• Text shown:
§ §

A fully browser-based data wrangling tool built with React, TypeScript, and MUI. Upload a CSV or JSON file, clean and transform its contents, explore it through an interactive data grid, and visualise key statistics — all without a backend, a server, or any data ever leaving your machine.
Designed as a portfolio project that demonstrates the intersection of frontend engineering and data analytics: real-world ETL patterns (extract, transform, load) implemented entirely in the browser using Web Workers, virtualised rendering, and reactive state management.
- Features
- Tech Stack
- Architecture
- Data Flow
- Project Structure
- Views
- Transformation Operations
- Analytics & Aggregations
- Performance Design
- Responsive Design
- Getting Started
- Scripts
- Privacy
| Feature | Detail |
|---|---|
| Local-first | No data ever leaves your machine. All processing happens entirely in the browser using the File API and Web Worker threads. |
| Web Worker ingestion | CSV and JSON files are parsed off the main thread using a dedicated dataParser.worker.ts and PapaParse, keeping the UI fully interactive during ingestion of files up to 2 GB. Progress messages (row count) stream back to the UI via postMessage. |
| Virtualised grid | 60 FPS scrolling through datasets with 500,000+ rows. TanStack Virtual renders only ~30 DOM rows at a time using absolute positioning; the full virtual scroll height is maintained so the scrollbar behaves correctly. Columns are sortable (click header) and resizable (drag handle). |
| Transformation engine | A second transformer.worker.ts applies data-cleaning operations off the main thread. The original dataset is frozen in the store — a Reset to Original button is always available when rows have been removed. |
| Analytics dashboard | Recharts-powered visualisations: per-column null distribution (bar + pie), top-N value frequency histogram, numeric column distribution histogram with Min/Max/Mean/Median/Std Dev. |
| Live stats bar | A compact stats row above the grid shows live row count, column count, null-cell percentage (colour-coded warning/danger), and rows removed vs the original. |
| CSV export | The current (possibly cleaned) dataset is serialised back to CSV using PapaParse.unparse() and downloaded as a Blob — no server round-trip. |
| Responsive UI | Sidebar collapses to a hamburger-triggered temporary drawer on mobile; all panels and charts reflow gracefully across screen sizes. |
| Layer | Library | Version |
|---|---|---|
| Framework | React + TypeScript (strict) | React 19, TS 6 |
| Build tool | Vite | 8 |
| UI components | MUI (Material Design) | v7 |
| State management | Zustand | v5 |
| Table logic | TanStack Table (headless) | v8 |
| Row virtualisation | TanStack Virtual | v3 |
| CSV parsing & export | PapaParse | v5 |
| File ingestion UI | react-dropzone | v15 |
| Charts | Recharts | v3 |
| Linting | ESLint (strict TS) + Prettier | ESLint 9, Prettier 3 |
┌─────────────────────────────────────────────────────────────────┐
│ Browser — main thread │
│ │
│ React UI │
│ ├── Sidebar / Topbar (layout, navigation) │
│ │ │
│ ├── UploadZone ──────── postMessage({file}) ──────────────▶ │
│ │ dataParser │
│ │ ◀── { type:'progress', loaded } ◀───── .worker.ts │
│ │ ◀── { type:'complete', data, columns } ◀── (PapaParse) │
│ │ │
│ ├── DataGrid ◀──────────── Zustand selector ──────────────── │
│ │ (TanStack Table v8 + TanStack Virtual v3) │
│ │ │
│ ├── TransformPanel ─── postMessage({op, col, data}) ───────▶ │
│ │ transformer │
│ │ ◀── { type:'complete', data, affected } ◀─ .worker.ts │
│ │ (pure fns) │
│ │ │
│ └── AnalyticsPanel ◀─── Zustand + useMemo ────────────────── │
│ (Recharts) (aggregations.ts) │
│ │
│ ┌──────────────────────────────────────────────────────────┐ │
│ │ Zustand Store │ │
│ │ { data, originalData, columns, isLoading, loadingMsg } │ │
│ └──────────────────────────────────────────────────────────┘ │
└─────────────────────────────────────────────────────────────────┘
Why Web Workers for parsing?

§ §

• Listed entries:
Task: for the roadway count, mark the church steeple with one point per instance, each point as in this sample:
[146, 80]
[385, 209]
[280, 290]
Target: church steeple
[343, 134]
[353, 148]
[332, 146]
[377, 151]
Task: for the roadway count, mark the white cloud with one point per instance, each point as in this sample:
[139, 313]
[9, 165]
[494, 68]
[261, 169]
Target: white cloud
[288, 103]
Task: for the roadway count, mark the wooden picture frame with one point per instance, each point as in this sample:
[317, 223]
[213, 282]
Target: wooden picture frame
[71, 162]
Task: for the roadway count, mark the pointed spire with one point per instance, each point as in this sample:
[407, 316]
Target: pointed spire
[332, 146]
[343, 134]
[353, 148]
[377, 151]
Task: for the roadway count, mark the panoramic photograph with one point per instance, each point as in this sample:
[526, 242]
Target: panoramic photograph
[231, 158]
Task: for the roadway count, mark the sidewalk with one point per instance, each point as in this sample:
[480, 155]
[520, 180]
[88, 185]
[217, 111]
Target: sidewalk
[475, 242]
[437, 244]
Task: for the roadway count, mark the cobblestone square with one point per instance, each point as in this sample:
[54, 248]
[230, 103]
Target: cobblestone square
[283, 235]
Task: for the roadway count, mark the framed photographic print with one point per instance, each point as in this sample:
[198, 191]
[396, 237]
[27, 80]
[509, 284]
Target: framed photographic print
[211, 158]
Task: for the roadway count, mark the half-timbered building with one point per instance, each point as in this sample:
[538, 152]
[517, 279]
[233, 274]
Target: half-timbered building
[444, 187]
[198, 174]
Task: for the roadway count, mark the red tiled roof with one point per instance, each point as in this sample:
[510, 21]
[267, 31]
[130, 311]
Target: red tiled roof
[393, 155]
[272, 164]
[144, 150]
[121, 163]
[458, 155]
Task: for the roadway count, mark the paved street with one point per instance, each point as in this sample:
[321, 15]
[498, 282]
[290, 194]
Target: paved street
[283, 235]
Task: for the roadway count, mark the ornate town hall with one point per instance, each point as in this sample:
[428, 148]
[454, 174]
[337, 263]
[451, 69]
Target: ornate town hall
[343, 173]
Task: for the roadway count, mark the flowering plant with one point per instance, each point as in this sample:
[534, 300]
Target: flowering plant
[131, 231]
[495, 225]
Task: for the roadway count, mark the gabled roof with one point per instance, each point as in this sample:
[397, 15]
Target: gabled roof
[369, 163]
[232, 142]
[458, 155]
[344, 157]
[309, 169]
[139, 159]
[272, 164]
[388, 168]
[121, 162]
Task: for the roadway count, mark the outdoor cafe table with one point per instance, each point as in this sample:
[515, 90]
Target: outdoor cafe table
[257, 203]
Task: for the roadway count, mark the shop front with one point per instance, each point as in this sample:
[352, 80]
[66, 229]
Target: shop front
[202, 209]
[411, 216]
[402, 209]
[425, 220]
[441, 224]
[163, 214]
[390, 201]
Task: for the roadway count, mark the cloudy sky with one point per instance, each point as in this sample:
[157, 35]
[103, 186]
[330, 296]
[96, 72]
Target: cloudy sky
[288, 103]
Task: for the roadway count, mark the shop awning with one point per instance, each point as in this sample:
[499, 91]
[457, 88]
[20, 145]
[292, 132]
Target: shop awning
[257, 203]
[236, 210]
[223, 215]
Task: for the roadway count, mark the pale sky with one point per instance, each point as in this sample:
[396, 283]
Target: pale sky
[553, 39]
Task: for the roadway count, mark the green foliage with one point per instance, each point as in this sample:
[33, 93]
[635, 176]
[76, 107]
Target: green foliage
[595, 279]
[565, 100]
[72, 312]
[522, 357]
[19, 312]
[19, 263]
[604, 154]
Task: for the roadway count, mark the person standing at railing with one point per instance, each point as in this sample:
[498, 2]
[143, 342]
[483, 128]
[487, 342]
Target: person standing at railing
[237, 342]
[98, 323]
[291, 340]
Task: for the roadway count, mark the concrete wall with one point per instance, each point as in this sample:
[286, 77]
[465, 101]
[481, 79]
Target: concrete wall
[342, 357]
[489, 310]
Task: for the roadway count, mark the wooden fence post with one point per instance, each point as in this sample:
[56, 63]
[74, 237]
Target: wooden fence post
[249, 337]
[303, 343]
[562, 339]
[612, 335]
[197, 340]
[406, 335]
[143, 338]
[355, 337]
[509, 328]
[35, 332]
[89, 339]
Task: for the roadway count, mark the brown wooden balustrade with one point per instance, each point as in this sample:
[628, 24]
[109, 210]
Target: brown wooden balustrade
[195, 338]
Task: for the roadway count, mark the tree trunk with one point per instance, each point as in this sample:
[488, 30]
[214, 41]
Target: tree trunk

§ §

• Problems:
A: Summarize the page about the browser-based data wrangling tool in two sentences.
B: Continue the page about the browser-based data wrangling tool from its last line.
The lines are not relevant here.

• Written responses:
A: This tool, built with React, TypeScript, and MUI, lets users upload a CSV or JSON file, clean and transform it, explore it in an interactive grid, and visualize key statistics without a backend and without any data leaving their machine. Parsing and transformations run in Web Workers, a virtualized grid allows smooth scrolling through datasets of 500,000+ rows, and the cleaned dataset can be exported back to CSV.

B:
Parsing a 500,000-row CSV with PapaParse on the main thread blocks the JavaScript event loop for several seconds, freezing the UI. By offloading to a dedicated worker, the spinner, progress counter, and any other interactions remain fully responsive. The worker sends chunked progress messages as PapaParse streams through the file, giving the UI real-time row-count feedback before the full dataset arrives.
Why a second Web Worker for transforms?
Data cleaning operations iterate over every cell in the dataset. On a 500k-row file with 20 columns that's 10 million cell reads/writes — enough to block the main thread for 200–500 ms. The transformer worker receives the entire data array via postMessage (structured clone), processes it with pure functions, and sends back the result with an affected count. The main thread never stalls.
Why TanStack Virtual with absolute positioning?
Rendering a DOM element for every data row would create hundreds of thousands of nodes, causing catastrophic memory usage and complete loss of rendering performance. The virtualiser computes which rows fall within the current scroll viewport and renders only those (~30 at any time). Each row is absolutely positioned with transform: translateY(...) inside a container whose height equals the full virtual scroll size, so the native scrollbar tracks position accurately.
Why Zustand with per-component selectors?
Passing the full data array as a prop to every nested component causes the entire tree to re-render whenever any part of state changes. Zustand's selector API lets each component subscribe only to the exact slice it needs — DataGrid subscribes to data and columns, Topbar subscribes to rowCount, colCount, and isLoading independently. Re-renders are isolated to components that actually care about the changed value.
Why keep originalData separate?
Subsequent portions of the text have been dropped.